> Input material
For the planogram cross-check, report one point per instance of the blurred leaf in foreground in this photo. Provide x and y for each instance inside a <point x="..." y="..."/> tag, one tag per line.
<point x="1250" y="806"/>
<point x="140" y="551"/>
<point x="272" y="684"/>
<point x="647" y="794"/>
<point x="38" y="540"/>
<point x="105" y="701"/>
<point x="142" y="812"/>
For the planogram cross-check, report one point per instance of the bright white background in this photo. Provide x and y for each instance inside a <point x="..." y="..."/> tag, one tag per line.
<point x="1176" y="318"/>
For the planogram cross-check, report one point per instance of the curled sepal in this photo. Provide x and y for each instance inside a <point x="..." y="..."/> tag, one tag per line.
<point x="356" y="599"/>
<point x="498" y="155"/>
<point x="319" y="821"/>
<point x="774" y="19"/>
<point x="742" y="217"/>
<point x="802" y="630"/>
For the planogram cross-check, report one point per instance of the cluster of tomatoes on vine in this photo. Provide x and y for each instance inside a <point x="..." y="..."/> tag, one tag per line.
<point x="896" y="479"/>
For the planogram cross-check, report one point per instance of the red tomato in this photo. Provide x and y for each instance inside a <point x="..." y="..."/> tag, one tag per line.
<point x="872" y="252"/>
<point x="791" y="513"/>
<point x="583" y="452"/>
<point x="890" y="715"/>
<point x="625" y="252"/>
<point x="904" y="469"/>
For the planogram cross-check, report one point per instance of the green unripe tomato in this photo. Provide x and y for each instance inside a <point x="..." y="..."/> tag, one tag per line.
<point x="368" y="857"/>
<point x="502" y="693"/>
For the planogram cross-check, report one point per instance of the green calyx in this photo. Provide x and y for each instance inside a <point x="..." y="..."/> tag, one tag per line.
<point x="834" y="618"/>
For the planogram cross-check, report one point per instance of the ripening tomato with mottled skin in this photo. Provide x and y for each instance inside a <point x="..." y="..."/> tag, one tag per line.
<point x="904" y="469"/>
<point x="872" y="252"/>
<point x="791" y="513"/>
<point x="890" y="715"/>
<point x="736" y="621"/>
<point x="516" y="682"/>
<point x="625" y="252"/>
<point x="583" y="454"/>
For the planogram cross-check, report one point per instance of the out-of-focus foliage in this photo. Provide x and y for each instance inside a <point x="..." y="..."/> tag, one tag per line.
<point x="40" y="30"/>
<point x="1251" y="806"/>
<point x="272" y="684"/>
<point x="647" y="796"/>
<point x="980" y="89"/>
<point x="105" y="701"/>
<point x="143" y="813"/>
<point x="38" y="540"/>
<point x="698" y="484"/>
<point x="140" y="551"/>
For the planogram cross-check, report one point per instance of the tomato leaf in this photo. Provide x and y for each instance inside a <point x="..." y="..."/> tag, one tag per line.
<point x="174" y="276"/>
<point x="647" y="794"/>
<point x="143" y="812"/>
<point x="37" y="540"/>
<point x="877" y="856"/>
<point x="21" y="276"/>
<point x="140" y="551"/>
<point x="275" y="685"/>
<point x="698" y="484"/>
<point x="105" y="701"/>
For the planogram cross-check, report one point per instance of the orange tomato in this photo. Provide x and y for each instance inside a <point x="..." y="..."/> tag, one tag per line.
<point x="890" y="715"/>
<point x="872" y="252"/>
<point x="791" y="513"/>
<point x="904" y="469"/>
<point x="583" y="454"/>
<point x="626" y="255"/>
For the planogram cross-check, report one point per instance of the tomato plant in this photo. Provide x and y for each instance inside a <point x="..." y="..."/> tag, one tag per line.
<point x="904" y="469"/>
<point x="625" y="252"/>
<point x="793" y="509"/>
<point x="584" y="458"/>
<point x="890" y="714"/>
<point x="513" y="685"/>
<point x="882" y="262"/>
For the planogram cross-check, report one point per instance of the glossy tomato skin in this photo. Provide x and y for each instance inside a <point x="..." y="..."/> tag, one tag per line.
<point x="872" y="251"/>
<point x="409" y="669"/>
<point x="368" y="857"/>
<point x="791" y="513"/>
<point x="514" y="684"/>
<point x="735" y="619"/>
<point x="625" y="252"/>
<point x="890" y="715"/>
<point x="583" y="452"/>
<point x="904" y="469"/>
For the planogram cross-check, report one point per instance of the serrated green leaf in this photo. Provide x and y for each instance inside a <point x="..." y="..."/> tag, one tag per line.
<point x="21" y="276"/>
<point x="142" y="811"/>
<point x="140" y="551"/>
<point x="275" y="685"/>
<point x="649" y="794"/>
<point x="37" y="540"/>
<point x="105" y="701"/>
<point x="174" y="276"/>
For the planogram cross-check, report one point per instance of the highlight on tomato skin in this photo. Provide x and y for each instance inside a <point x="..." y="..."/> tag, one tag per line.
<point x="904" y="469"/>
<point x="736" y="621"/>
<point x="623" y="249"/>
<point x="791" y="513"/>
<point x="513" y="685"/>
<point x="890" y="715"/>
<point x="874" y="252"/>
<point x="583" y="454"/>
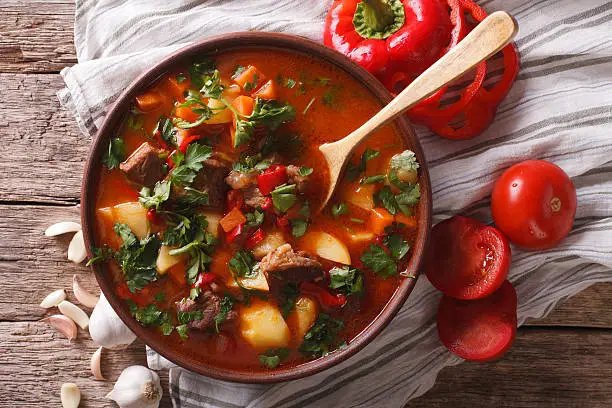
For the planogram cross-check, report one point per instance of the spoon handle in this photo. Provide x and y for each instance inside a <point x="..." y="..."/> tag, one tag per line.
<point x="490" y="36"/>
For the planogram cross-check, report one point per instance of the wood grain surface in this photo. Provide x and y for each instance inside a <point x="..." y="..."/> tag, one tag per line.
<point x="560" y="361"/>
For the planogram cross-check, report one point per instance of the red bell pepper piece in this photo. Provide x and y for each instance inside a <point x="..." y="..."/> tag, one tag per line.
<point x="204" y="278"/>
<point x="234" y="199"/>
<point x="255" y="238"/>
<point x="231" y="236"/>
<point x="325" y="298"/>
<point x="273" y="176"/>
<point x="381" y="35"/>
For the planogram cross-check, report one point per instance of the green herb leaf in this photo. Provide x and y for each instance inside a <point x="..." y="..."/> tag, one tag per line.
<point x="283" y="197"/>
<point x="321" y="339"/>
<point x="115" y="153"/>
<point x="381" y="263"/>
<point x="347" y="280"/>
<point x="242" y="264"/>
<point x="161" y="193"/>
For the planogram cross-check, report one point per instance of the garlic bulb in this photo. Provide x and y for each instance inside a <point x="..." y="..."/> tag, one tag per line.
<point x="107" y="329"/>
<point x="63" y="227"/>
<point x="70" y="395"/>
<point x="137" y="387"/>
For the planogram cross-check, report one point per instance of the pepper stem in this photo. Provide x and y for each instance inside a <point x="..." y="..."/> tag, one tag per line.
<point x="378" y="14"/>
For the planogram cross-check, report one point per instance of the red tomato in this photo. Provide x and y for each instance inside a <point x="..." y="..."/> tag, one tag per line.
<point x="482" y="329"/>
<point x="466" y="259"/>
<point x="534" y="204"/>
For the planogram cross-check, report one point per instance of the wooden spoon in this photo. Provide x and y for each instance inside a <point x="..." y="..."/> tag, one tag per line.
<point x="490" y="36"/>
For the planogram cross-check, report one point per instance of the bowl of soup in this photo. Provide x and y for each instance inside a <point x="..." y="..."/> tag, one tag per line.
<point x="199" y="209"/>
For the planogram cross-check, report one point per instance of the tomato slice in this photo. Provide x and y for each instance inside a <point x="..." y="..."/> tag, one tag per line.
<point x="479" y="330"/>
<point x="467" y="259"/>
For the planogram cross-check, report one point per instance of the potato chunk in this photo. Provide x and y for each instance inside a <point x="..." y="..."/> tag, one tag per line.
<point x="262" y="326"/>
<point x="271" y="241"/>
<point x="302" y="318"/>
<point x="166" y="261"/>
<point x="133" y="214"/>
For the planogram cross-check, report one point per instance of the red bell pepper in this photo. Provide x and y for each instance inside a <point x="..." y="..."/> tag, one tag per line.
<point x="234" y="199"/>
<point x="204" y="278"/>
<point x="255" y="238"/>
<point x="389" y="35"/>
<point x="324" y="297"/>
<point x="273" y="176"/>
<point x="231" y="236"/>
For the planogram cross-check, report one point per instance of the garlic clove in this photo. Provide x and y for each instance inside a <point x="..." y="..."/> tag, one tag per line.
<point x="75" y="313"/>
<point x="63" y="227"/>
<point x="70" y="395"/>
<point x="94" y="365"/>
<point x="84" y="297"/>
<point x="76" y="250"/>
<point x="63" y="324"/>
<point x="136" y="387"/>
<point x="53" y="299"/>
<point x="107" y="329"/>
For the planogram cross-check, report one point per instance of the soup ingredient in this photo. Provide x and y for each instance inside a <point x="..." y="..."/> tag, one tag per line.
<point x="534" y="204"/>
<point x="482" y="329"/>
<point x="303" y="316"/>
<point x="61" y="228"/>
<point x="107" y="329"/>
<point x="84" y="297"/>
<point x="322" y="338"/>
<point x="328" y="247"/>
<point x="94" y="364"/>
<point x="466" y="259"/>
<point x="262" y="325"/>
<point x="379" y="35"/>
<point x="76" y="249"/>
<point x="70" y="395"/>
<point x="137" y="387"/>
<point x="75" y="313"/>
<point x="63" y="324"/>
<point x="53" y="299"/>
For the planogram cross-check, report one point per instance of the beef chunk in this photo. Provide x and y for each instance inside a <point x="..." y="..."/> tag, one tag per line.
<point x="210" y="179"/>
<point x="144" y="167"/>
<point x="301" y="182"/>
<point x="253" y="197"/>
<point x="209" y="304"/>
<point x="288" y="265"/>
<point x="238" y="180"/>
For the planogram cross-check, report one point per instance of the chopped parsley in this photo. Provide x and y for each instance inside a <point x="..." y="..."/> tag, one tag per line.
<point x="242" y="264"/>
<point x="160" y="194"/>
<point x="339" y="209"/>
<point x="347" y="279"/>
<point x="283" y="197"/>
<point x="115" y="153"/>
<point x="227" y="303"/>
<point x="273" y="357"/>
<point x="321" y="339"/>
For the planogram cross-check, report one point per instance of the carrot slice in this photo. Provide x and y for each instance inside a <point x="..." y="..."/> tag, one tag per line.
<point x="379" y="220"/>
<point x="482" y="329"/>
<point x="232" y="219"/>
<point x="268" y="91"/>
<point x="149" y="101"/>
<point x="250" y="79"/>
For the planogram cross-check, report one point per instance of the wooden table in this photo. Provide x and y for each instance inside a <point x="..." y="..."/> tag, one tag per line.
<point x="563" y="360"/>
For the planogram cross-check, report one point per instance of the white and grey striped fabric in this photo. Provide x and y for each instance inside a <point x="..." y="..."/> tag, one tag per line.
<point x="560" y="109"/>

> What you need to do
From the line that contains "of the white" through the end of the records above, print every line exactly and nothing else.

> Expected output
For the planogram cross-check, report one point per instance of the white and grey striped fabric in this photo. Provide x and y for each instance inside a <point x="..." y="..."/> tag, one tag per line.
<point x="560" y="109"/>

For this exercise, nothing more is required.